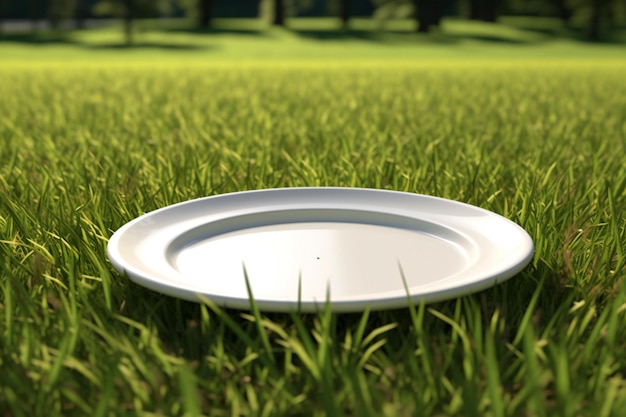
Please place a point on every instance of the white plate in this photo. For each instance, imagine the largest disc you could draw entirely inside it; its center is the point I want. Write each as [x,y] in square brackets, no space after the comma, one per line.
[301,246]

...

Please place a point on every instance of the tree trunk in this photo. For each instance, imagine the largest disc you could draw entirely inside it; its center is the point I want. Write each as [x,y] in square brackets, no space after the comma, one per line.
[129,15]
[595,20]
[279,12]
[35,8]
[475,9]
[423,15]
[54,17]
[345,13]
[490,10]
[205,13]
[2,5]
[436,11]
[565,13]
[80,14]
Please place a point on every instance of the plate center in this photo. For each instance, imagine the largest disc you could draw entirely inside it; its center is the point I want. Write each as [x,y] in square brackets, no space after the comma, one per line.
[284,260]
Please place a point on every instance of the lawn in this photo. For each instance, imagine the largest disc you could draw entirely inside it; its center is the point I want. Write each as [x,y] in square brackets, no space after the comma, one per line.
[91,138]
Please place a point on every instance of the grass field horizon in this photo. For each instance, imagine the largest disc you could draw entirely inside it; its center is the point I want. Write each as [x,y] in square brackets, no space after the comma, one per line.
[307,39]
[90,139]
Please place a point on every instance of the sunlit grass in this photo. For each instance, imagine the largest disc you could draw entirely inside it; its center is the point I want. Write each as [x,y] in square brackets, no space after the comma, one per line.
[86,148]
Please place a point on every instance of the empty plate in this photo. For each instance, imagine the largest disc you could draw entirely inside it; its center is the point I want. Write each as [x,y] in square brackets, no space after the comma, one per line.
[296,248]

- [Required work]: Count the lines in the data above that contain the string "plate", matching case exactly, and reply with only that number.

- [Task answer]: 3